[YOUR TASKS]:
• a. Name the registration-directed trials listed in the private placement announcement.
• b. Reproduce word for word the part of the private placement announcement between "This financing was" and "and Perceptive Advisors.", inclusive.

*** DOCUMENT EXTRACT ***

Exhibit 99.1
Cogent Biosciences Announces Oversubscribed $225 Million Private Placement
Pro-forma cash, cash equivalents and marketable securities expected to fund the Company into 2027 and through clinical readouts from ongoing SUMMIT, PEAK and APEX registration-directed trials
Cogent to host investor webcast at 8:00 a.m. ET on February 23 to review the SUMMIT Part 1b data with bezuclastinib at AAAAI annual meeting
WALTHAM, Mass. and BOULDER, Colo., February 14, 2024 – Cogent Biosciences, Inc. (Nasdaq: COGT), a biotechnology company focused on developing precision therapies for genetically defined diseases, today announced it has entered into a securities purchase agreement for a private investment in public equity financing that is expected to result in gross proceeds of approximately $225 million to the Company, before deducting placement agent fees and offering expenses.
This financing was led by Commodore Capital and a large investment management firm and included participation from both new and existing investors, including Fairmount Funds, Redmile Group, Janus, TCGX, Adage Capital Partners LP, Venrock Healthcare Capital Partners, Deerfield and Perceptive Advisors.

*** End of DOCUMENT EXTRACT ***
*** PROVIDED INFORMATION ***

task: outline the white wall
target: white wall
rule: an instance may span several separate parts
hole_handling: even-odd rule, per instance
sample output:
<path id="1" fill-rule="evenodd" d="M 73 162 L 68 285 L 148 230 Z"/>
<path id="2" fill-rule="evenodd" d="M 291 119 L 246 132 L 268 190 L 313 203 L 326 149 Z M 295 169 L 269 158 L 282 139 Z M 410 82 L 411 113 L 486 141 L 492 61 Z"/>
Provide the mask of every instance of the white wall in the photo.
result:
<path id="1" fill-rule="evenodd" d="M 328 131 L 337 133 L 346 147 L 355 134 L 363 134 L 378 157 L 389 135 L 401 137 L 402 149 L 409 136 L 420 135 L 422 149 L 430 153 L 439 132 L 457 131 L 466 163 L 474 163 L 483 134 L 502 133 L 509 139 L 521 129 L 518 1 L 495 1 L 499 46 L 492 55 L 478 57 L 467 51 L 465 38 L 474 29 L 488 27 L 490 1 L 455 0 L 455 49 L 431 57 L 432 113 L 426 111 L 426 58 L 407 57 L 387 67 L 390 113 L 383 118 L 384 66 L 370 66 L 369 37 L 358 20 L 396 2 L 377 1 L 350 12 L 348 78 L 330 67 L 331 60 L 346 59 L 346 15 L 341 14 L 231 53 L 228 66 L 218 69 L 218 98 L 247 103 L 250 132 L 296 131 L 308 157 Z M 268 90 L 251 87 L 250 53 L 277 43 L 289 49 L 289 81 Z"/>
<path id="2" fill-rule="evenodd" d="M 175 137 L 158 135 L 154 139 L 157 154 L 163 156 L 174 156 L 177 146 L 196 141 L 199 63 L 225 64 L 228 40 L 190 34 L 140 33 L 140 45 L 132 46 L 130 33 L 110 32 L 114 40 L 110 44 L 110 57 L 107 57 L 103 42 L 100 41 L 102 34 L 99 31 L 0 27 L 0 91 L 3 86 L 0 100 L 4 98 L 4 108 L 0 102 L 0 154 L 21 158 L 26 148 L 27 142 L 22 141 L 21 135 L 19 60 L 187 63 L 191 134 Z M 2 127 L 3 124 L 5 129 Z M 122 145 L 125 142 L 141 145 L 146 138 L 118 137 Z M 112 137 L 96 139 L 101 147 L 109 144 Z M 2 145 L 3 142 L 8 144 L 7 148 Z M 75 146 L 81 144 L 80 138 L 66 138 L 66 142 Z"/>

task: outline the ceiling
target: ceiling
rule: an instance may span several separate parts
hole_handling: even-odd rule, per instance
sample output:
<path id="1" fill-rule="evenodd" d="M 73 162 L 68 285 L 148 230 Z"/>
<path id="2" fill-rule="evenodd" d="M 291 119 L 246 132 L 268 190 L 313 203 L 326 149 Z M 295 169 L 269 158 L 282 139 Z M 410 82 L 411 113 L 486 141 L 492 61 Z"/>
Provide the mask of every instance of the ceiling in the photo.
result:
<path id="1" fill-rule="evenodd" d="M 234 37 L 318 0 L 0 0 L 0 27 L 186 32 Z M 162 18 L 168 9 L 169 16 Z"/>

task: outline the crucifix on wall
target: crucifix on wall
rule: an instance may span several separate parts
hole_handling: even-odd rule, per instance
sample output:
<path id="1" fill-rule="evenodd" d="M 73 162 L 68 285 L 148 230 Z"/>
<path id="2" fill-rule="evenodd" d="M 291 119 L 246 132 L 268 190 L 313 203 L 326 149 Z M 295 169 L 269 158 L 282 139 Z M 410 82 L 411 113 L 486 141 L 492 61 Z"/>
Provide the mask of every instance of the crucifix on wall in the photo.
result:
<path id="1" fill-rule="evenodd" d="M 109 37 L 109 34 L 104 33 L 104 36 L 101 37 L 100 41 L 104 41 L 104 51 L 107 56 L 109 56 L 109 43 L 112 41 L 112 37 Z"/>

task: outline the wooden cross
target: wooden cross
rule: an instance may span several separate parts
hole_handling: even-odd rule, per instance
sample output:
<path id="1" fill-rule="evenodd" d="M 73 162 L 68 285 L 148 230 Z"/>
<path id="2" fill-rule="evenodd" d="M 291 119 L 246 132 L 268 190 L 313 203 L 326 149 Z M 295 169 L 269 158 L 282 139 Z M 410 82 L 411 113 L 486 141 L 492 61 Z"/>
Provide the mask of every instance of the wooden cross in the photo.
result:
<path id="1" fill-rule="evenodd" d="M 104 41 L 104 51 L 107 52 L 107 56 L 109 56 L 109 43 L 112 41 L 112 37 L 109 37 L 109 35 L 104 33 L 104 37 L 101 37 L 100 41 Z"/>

*** End of PROVIDED INFORMATION ***

[ANSWERS TO THIS EXERCISE]:
• a. SUMMIT, PEAK, APEX

• b.
This financing was led by Commodore Capital and a large investment management firm and included participation from both new and existing investors, including Fairmount Funds, Redmile Group, Janus, TCGX, Adage Capital Partners LP, Venrock Healthcare Capital Partners, Deerfield and Perceptive Advisors.